What is required: Report every line of the items that contains the string "shirt". Case counts.

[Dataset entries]
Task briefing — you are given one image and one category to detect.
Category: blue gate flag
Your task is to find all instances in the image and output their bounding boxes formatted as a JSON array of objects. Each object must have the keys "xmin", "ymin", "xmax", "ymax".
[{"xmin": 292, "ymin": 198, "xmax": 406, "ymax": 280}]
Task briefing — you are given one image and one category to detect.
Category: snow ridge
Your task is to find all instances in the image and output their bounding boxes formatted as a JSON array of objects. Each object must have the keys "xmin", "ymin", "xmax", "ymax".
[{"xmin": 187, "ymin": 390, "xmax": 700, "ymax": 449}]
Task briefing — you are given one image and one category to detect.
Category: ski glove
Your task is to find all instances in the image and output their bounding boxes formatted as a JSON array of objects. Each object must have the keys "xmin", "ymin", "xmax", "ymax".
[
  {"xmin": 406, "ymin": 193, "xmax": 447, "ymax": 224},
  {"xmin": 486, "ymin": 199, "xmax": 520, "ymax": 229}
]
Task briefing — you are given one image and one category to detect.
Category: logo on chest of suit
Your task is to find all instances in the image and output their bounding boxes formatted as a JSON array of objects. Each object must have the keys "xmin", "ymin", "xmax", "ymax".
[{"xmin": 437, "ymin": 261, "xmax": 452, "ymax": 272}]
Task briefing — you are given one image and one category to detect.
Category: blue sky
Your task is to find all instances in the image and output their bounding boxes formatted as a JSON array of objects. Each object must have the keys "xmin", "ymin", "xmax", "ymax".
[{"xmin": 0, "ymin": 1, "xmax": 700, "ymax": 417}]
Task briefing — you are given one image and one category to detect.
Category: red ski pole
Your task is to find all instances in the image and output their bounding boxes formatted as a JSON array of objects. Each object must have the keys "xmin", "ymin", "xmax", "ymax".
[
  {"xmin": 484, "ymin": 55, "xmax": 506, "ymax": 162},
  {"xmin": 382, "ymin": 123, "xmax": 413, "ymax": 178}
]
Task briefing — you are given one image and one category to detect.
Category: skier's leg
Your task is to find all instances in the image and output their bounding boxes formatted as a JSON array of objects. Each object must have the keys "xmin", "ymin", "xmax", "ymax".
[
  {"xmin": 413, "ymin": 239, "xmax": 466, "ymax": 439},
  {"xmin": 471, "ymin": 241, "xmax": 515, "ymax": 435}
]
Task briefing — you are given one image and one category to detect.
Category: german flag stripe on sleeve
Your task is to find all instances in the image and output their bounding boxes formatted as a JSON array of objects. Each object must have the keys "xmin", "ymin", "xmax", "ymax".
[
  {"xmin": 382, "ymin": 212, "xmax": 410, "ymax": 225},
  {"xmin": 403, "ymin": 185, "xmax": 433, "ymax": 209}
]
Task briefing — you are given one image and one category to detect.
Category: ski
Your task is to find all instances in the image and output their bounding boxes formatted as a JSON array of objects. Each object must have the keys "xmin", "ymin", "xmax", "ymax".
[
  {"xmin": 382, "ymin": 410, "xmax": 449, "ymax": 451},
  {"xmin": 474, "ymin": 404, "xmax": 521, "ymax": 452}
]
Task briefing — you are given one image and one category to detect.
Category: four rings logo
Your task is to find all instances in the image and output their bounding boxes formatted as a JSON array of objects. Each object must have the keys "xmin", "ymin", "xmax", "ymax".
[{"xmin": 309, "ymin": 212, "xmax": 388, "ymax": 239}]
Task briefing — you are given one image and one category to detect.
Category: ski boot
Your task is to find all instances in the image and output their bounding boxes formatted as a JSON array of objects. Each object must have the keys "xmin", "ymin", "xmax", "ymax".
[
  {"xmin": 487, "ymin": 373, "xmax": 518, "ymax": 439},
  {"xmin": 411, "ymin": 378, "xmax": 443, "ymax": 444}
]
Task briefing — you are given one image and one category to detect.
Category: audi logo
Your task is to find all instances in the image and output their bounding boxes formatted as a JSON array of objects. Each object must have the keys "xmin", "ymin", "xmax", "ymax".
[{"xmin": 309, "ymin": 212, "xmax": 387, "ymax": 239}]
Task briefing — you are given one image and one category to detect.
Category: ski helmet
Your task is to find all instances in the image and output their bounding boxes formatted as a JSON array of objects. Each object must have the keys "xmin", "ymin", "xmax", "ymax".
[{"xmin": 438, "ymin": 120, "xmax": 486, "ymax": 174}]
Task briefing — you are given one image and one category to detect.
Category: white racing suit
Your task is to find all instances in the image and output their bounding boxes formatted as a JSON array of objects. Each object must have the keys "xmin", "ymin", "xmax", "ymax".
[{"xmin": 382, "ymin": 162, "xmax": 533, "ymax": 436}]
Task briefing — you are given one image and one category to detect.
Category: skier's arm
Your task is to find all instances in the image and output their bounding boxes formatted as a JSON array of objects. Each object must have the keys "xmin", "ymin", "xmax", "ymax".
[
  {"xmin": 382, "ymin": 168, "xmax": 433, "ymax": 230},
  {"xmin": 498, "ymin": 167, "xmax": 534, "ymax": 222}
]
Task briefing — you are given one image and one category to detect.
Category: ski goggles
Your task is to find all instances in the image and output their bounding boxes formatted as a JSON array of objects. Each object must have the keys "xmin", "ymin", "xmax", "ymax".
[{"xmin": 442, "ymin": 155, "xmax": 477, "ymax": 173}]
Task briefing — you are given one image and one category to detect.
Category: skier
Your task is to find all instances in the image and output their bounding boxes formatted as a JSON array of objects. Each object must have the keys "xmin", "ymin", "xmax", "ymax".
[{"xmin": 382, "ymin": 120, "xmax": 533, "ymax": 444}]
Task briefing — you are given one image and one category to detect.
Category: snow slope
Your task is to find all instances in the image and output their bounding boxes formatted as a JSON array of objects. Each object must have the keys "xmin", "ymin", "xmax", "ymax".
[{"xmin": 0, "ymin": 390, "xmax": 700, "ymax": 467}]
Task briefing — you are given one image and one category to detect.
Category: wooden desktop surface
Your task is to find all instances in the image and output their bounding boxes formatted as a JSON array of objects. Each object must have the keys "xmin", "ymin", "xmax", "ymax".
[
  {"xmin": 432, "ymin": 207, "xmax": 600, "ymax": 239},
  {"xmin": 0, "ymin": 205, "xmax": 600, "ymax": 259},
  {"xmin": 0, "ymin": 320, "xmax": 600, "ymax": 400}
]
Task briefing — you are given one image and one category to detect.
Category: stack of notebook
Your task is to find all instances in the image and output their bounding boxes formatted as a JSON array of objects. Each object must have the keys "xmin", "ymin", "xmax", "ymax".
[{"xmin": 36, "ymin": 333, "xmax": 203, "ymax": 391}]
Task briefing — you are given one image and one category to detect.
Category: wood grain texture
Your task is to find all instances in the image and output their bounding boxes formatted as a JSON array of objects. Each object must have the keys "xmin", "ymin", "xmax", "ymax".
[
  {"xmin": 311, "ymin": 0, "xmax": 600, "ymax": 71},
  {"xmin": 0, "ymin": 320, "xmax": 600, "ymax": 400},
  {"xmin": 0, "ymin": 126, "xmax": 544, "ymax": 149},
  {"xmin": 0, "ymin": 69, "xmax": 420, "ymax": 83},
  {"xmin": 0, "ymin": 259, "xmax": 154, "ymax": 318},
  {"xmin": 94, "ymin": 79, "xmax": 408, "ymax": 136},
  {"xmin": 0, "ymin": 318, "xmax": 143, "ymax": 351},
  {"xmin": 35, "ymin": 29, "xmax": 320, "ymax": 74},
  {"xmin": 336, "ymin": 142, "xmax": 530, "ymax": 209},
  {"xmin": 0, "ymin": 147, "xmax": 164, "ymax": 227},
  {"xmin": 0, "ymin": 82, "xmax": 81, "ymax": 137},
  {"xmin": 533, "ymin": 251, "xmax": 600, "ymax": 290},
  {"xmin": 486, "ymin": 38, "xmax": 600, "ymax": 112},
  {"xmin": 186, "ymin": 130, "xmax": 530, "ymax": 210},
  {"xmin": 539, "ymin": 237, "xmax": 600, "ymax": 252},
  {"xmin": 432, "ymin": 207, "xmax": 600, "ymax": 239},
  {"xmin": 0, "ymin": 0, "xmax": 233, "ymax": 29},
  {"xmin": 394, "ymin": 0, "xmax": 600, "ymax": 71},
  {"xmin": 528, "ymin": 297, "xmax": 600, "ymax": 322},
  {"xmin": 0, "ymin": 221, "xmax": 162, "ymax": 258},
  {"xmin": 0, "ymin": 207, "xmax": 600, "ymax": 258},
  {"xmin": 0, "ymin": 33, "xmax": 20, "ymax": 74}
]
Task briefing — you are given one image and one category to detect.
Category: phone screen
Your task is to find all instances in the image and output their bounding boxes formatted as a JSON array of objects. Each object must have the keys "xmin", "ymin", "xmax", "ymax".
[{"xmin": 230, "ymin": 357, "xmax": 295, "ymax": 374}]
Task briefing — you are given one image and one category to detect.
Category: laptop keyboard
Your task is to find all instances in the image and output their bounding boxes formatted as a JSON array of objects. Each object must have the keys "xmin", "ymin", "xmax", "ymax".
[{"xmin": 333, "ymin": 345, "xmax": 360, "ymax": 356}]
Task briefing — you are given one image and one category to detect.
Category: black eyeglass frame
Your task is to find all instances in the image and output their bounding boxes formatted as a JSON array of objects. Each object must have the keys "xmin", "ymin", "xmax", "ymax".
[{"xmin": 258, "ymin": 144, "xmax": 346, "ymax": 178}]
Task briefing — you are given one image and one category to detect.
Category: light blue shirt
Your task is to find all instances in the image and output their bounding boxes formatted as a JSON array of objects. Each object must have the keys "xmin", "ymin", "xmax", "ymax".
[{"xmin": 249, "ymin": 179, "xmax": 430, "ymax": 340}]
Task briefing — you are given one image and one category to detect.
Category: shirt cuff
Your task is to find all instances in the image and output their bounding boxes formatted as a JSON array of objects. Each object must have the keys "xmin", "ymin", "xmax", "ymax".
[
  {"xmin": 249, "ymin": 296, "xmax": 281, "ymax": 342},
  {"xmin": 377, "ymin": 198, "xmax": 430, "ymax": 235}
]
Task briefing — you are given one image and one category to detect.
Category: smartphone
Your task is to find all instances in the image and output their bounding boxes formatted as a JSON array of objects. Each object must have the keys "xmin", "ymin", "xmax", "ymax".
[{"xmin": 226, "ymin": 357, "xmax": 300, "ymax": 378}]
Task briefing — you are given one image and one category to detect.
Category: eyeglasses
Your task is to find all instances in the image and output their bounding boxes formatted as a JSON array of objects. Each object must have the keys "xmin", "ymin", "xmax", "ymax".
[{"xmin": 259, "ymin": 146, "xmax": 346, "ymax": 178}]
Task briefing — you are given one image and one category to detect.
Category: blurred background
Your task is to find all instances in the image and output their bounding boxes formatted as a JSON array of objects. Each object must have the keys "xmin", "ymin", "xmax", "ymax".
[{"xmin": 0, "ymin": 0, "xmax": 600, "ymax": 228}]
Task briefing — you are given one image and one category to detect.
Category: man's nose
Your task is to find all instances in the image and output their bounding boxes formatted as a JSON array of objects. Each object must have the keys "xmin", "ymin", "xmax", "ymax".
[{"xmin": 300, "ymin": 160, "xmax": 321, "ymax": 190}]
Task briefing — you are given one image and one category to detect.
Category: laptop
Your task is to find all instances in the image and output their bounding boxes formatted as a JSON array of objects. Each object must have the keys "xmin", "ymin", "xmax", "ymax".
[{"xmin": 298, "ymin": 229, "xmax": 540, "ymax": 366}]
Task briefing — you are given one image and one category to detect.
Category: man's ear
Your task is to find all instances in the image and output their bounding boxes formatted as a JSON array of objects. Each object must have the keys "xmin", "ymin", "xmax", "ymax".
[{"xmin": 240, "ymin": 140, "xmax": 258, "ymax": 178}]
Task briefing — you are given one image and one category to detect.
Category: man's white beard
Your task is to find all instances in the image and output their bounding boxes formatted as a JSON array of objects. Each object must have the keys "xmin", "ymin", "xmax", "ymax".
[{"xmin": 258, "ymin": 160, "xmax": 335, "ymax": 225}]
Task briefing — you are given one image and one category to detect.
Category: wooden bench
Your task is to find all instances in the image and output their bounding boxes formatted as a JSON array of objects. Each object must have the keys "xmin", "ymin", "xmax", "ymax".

The solution:
Category: light blue shirt
Category: shirt cuff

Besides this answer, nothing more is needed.